▶ [Brief]: Please update the entries below, from the line containing "As a courtesy, could you identify the tattoo on shoulder" down to the line containing "[406,0,616,365]", by swapping "jersey" for "shirt" and leaving everything else unchanged; give back only those lines.

▶ [Available records]:
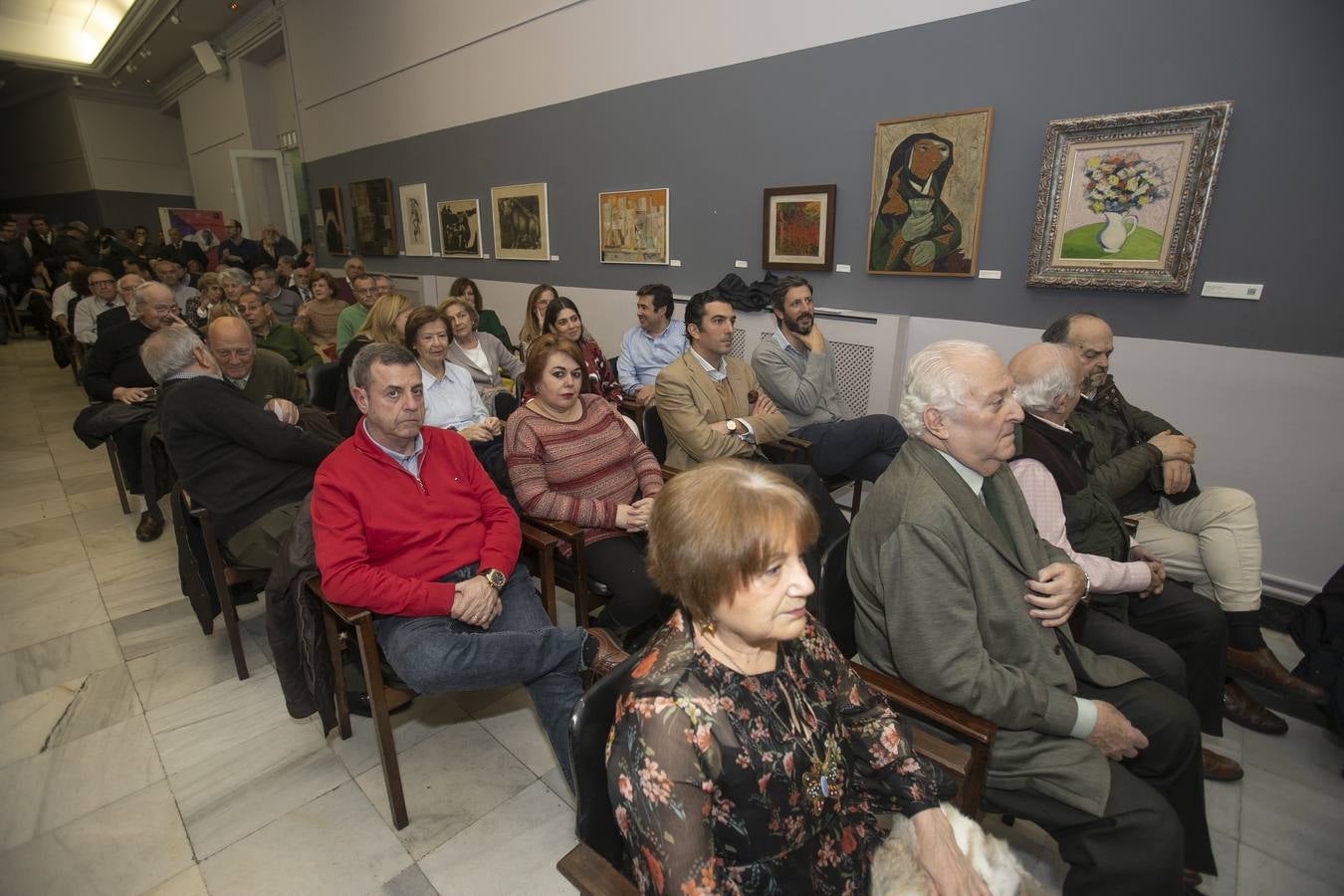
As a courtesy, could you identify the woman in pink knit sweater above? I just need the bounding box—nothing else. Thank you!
[504,335,671,635]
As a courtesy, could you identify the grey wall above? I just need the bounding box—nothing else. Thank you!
[0,189,195,238]
[307,0,1344,356]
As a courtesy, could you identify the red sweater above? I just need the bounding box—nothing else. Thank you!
[314,426,523,616]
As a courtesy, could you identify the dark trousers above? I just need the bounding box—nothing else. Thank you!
[794,414,906,482]
[583,534,672,634]
[986,678,1218,896]
[1079,580,1228,738]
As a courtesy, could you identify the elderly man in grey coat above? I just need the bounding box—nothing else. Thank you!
[849,339,1217,896]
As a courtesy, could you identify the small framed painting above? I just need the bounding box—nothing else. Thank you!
[349,177,396,255]
[318,187,349,255]
[438,199,484,258]
[491,184,552,262]
[1026,103,1232,293]
[868,109,994,277]
[396,184,434,255]
[761,184,836,270]
[596,187,669,265]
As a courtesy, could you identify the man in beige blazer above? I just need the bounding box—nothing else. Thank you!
[653,292,849,577]
[849,341,1217,896]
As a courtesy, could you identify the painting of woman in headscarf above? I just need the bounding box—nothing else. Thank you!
[868,109,991,277]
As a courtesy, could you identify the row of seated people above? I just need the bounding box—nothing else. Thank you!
[127,282,1314,889]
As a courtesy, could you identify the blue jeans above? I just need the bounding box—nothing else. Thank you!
[375,562,587,787]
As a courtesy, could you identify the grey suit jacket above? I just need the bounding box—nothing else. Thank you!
[849,439,1144,815]
[653,349,788,470]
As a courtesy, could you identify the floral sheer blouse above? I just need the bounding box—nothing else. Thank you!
[606,612,956,895]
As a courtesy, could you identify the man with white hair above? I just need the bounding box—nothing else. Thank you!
[139,321,336,569]
[1040,313,1326,714]
[1008,342,1241,781]
[848,339,1215,893]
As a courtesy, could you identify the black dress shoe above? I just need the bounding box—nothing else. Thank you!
[1224,681,1287,735]
[135,511,164,542]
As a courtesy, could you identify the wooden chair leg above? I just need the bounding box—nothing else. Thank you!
[354,619,410,830]
[323,604,350,740]
[104,438,130,513]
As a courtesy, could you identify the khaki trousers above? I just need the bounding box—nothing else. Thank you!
[1134,485,1262,612]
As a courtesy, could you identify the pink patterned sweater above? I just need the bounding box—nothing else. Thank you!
[504,395,663,543]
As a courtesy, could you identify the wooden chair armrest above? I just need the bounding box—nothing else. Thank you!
[556,843,640,896]
[849,662,999,746]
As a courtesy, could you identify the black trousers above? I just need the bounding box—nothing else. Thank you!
[986,678,1218,896]
[794,414,906,482]
[583,534,672,634]
[1079,580,1228,738]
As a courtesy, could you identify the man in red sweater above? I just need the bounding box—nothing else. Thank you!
[312,342,625,781]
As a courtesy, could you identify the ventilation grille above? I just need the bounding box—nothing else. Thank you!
[753,334,876,416]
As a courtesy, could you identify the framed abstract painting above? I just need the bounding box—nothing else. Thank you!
[761,184,836,270]
[1026,103,1232,293]
[596,187,669,265]
[349,177,396,255]
[491,184,552,262]
[396,184,434,255]
[438,199,483,258]
[868,109,994,277]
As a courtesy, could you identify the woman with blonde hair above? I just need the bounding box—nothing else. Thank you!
[606,459,988,896]
[518,284,560,357]
[439,299,523,419]
[336,293,414,435]
[448,277,514,352]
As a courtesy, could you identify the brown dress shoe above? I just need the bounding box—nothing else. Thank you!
[1228,647,1329,703]
[135,511,164,542]
[1224,681,1287,735]
[1201,747,1245,781]
[587,627,630,678]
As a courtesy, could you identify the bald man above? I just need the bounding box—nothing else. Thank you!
[206,317,304,423]
[1008,342,1250,781]
[1040,313,1326,734]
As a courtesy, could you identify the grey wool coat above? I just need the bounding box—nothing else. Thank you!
[849,439,1144,815]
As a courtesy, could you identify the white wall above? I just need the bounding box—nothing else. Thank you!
[73,97,192,195]
[0,92,93,197]
[283,0,1021,161]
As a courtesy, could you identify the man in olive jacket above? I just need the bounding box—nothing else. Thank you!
[1040,313,1325,709]
[848,341,1214,893]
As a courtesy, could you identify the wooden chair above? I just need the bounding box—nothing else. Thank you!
[307,524,557,830]
[172,482,270,681]
[103,435,130,513]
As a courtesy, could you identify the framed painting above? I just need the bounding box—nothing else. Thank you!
[1026,103,1232,293]
[868,109,994,277]
[396,184,434,255]
[596,187,669,265]
[318,187,349,255]
[158,207,224,270]
[349,177,396,255]
[491,184,552,262]
[438,199,483,258]
[761,184,836,270]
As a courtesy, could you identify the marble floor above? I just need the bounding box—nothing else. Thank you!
[0,339,1344,896]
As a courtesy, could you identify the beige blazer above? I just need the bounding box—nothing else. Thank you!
[848,439,1144,815]
[653,349,788,470]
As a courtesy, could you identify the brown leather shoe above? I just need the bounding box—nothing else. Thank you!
[1228,647,1329,703]
[584,627,630,678]
[135,511,164,542]
[1201,747,1245,781]
[1224,681,1287,735]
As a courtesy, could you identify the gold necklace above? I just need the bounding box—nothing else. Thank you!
[700,626,844,815]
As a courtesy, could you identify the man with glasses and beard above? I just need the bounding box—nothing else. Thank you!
[752,276,906,482]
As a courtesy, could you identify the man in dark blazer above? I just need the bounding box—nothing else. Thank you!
[848,341,1215,895]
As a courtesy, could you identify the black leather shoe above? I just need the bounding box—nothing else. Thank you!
[135,511,164,542]
[1224,681,1287,735]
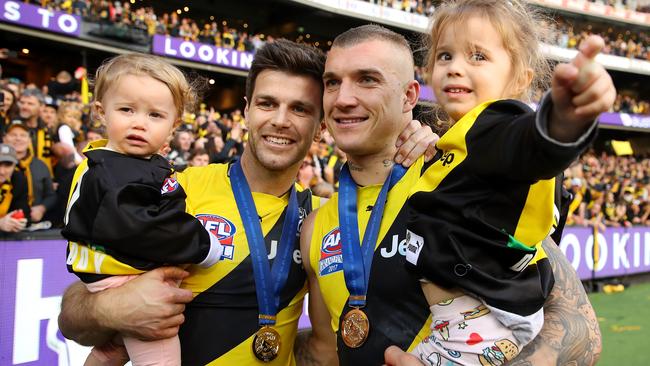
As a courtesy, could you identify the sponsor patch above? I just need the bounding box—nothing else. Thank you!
[406,230,424,265]
[318,227,343,276]
[196,214,237,260]
[160,178,178,194]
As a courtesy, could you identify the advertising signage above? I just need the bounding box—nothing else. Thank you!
[0,0,81,37]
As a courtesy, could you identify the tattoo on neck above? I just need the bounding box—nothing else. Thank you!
[348,162,363,172]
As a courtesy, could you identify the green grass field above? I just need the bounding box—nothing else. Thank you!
[589,283,650,366]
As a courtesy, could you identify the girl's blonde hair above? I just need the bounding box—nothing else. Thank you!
[426,0,551,102]
[94,53,198,121]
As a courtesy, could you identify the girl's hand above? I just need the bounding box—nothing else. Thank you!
[549,35,616,142]
[0,211,27,233]
[394,120,440,168]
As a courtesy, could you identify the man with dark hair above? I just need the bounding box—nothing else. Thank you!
[18,89,52,176]
[59,40,430,365]
[301,25,600,365]
[0,144,29,233]
[3,122,57,223]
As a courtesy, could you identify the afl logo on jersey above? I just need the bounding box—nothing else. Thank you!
[160,178,178,194]
[196,214,237,260]
[318,227,343,276]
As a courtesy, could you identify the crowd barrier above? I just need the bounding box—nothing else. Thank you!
[0,227,650,365]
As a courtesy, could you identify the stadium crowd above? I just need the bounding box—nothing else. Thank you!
[366,0,650,16]
[0,0,650,231]
[564,151,650,230]
[0,71,650,231]
[30,0,650,60]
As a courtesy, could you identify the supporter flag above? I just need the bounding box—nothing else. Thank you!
[74,66,90,104]
[612,140,634,156]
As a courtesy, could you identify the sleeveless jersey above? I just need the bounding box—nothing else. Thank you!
[309,158,430,365]
[178,164,318,365]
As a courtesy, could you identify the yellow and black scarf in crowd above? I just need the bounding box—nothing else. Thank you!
[0,181,14,217]
[30,127,54,176]
[18,151,34,207]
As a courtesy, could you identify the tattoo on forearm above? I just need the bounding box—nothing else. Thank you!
[293,331,319,366]
[509,241,602,365]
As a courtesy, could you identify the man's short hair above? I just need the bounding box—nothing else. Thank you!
[332,24,412,54]
[246,39,325,115]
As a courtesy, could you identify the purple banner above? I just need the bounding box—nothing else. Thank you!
[0,0,81,37]
[560,227,650,280]
[0,240,88,365]
[0,227,650,365]
[152,35,253,70]
[598,113,650,129]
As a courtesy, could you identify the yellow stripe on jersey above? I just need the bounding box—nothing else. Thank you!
[406,317,432,352]
[66,242,144,275]
[413,100,495,192]
[177,164,302,296]
[208,286,307,366]
[64,140,143,275]
[309,157,424,332]
[514,178,555,247]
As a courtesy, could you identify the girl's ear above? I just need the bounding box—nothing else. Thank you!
[513,68,535,96]
[90,101,106,126]
[402,80,420,113]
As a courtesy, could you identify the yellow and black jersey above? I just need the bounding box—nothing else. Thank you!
[178,164,318,365]
[29,123,54,176]
[61,140,219,283]
[407,100,595,316]
[309,158,430,365]
[0,167,31,220]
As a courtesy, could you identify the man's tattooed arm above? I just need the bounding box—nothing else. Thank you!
[508,239,602,366]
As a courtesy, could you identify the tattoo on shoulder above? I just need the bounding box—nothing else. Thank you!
[509,241,602,365]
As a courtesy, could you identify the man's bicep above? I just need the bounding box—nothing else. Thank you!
[510,239,602,365]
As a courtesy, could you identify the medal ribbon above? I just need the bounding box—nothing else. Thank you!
[230,161,299,326]
[338,164,406,307]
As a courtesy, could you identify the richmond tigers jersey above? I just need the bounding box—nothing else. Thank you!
[61,140,218,283]
[309,158,430,365]
[178,164,317,365]
[406,100,593,316]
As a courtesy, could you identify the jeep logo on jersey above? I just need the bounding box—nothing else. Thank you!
[318,228,343,276]
[196,214,237,260]
[160,178,178,194]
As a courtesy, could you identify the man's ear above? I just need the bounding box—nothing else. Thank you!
[314,121,325,142]
[90,101,106,126]
[402,80,420,113]
[244,97,249,128]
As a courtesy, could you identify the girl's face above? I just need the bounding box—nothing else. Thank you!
[96,75,178,158]
[431,15,514,122]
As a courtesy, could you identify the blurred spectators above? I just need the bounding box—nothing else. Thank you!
[564,152,650,227]
[5,0,650,230]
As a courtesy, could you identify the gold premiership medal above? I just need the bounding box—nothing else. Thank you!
[253,326,280,362]
[341,308,370,348]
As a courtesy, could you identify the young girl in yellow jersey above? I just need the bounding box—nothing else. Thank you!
[62,54,223,365]
[406,0,616,365]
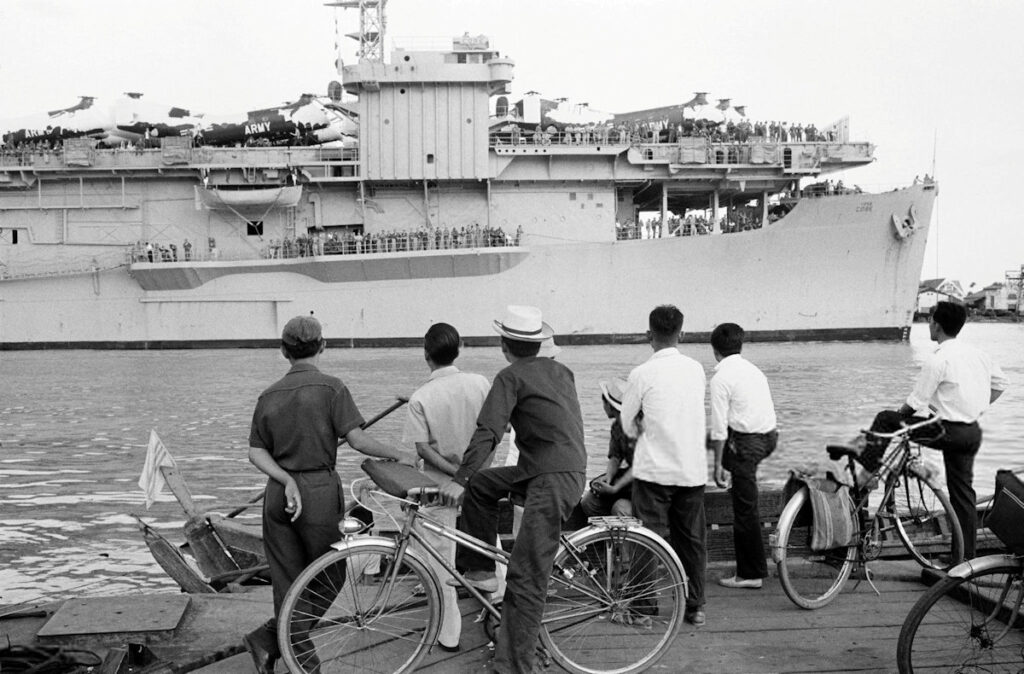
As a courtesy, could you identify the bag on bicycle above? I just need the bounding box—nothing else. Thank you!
[985,470,1024,554]
[359,459,437,499]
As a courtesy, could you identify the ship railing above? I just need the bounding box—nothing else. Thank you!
[127,228,525,263]
[0,145,359,170]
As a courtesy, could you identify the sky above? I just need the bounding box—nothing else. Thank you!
[0,0,1024,288]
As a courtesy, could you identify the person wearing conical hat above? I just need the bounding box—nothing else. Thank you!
[441,305,587,673]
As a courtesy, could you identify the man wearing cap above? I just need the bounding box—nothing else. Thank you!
[580,379,636,517]
[708,323,778,590]
[441,306,587,673]
[622,304,708,627]
[401,323,490,652]
[244,315,416,673]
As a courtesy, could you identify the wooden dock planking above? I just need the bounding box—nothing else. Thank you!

▶ [Response to this exercise]:
As a courtesy, could you identify the tattoo on shoulder above? I just need the bounding box—nothing else. Thank you!
[509,241,602,365]
As a courtesy, could you identify the man's bicep above? I just need the bounding box—nothing else. Thank you!
[510,239,602,365]
As a courtesy, could you identify the medal ribbon above? I just need the bounding box—nothing else. Thank you!
[230,161,299,326]
[338,164,406,307]
As a courtesy, could you identify the richmond tigers shirt above? I just need the bounding box—nothing else. Thank you!
[61,140,218,283]
[309,158,430,365]
[178,164,317,365]
[406,100,593,316]
As a courtesy, could you identify the jeep logo on shirt above? I just need the bounding box—nothing else. Thank you!
[318,228,343,276]
[196,214,237,260]
[160,178,178,194]
As a courtesy, could you identify the man's ear above? I just need the bounding box—nothing else. Thank you!
[314,121,325,142]
[90,101,106,126]
[402,80,420,113]
[244,97,249,128]
As a courtesy, could you identify the girl's face above? I just need the bounding box—nothing else. Thank you!
[96,75,178,158]
[431,15,514,122]
As a courtesy, could you identify the blurred spectators above? I just need the bounding box—nothing else. Thank you!
[564,152,650,227]
[5,0,650,230]
As a courtesy, could you identify the gold premiership medal above? I just need the bounding box—nothing else. Thank you!
[253,326,280,362]
[341,308,370,348]
As a courtesy, could you identify the young girl in yellow shirt above? I just need the bounding box—nothing else. Thank you!
[62,54,223,365]
[406,0,616,365]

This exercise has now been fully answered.